• _Dataset items_:
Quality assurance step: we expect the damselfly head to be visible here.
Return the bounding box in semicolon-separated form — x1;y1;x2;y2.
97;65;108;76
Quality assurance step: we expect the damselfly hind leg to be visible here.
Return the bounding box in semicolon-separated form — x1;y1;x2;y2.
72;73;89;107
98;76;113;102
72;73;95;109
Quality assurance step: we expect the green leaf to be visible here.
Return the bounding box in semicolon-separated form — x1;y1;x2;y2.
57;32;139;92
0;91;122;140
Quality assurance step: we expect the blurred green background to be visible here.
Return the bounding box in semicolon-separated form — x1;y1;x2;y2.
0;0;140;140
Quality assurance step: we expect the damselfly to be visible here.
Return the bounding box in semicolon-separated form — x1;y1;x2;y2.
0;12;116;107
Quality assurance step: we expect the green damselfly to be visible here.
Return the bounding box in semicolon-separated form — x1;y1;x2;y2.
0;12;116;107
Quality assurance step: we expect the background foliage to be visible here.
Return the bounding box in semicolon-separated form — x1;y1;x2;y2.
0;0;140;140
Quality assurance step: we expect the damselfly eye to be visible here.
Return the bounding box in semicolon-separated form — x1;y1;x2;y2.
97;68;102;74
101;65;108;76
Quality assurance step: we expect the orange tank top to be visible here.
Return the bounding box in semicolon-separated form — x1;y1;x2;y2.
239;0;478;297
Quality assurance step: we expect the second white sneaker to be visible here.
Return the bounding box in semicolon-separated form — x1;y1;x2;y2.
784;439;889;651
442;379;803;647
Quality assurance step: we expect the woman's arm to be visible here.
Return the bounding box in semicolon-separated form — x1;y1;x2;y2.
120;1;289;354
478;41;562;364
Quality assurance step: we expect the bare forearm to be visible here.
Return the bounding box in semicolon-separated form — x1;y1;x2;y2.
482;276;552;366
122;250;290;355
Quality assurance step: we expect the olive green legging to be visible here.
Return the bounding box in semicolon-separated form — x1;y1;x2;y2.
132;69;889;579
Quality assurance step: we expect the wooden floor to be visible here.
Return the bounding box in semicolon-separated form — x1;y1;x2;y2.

• _EXERCISE REQUIREMENTS_: Please rename "Quality assurance step" to "Verification check" wherever it occurs in the lines above, and write them out again with nothing else changed.

• _REPLY_:
Verification check: we expect the damselfly head to be visible here.
Return the bounding box in semicolon-separated form — x1;y1;x2;y2.
97;65;108;76
Verification check: we expect the damselfly hind leg to be visible here.
Return the bounding box in semicolon-separated form — x1;y1;x2;y2.
72;73;89;107
98;76;113;102
72;73;95;109
Verification check: we expect the green leaf to be visible here.
Return the bounding box in semicolon-separated form — x1;y1;x2;y2.
57;32;139;92
0;91;122;140
Verification check: we expect the blurred green background to be visible here.
Return the bounding box in semicolon-separated form — x1;y1;x2;y2.
0;0;140;140
Verification check: we expect the damselfly to be visible here.
Return the bounding box in semicolon-separated form — x1;y1;x2;y2.
0;12;116;107
Verification check: we expect the green damselfly to be visible here.
Return the bounding box in semicolon-separated form — x1;y1;x2;y2.
0;12;116;107
Verification check: we expect the background foliage to be visible here.
Return the bounding box in semicolon-separated form — x1;y1;x2;y2.
0;0;140;140
Verification check: we expect the damselfly eye to be visible here.
Return the bounding box in semicolon-separated form — x1;y1;x2;y2.
97;68;102;74
101;65;108;76
Verification check: we expect the orange tank top to be visible here.
Return the bounding box in semicolon-separated form — x1;y1;x2;y2.
239;0;478;297
Verification check: we expect the second white sneaker to be visible here.
Return the bounding box in semicolon-separated form — x1;y1;x2;y2.
784;439;889;651
442;379;803;647
Verification check: we expect the woman's arm to be visible here.
Return the bounding box in semicolon-separated form — x1;y1;x2;y2.
120;1;289;354
478;41;562;364
Verification check: we expect the bare forearm to be visible here.
Return the bounding box in semicolon-separated form — x1;y1;x2;y2.
482;276;552;366
122;250;290;355
Verification check: we expect the olive green legging to be visible here.
Return the bounding box in semicolon-separated form — x1;y1;x2;y2.
132;69;889;579
Verification check: we expect the wooden floor to be visible here.
Return the bounding box in semicolon-separated form — x1;y1;x2;y2.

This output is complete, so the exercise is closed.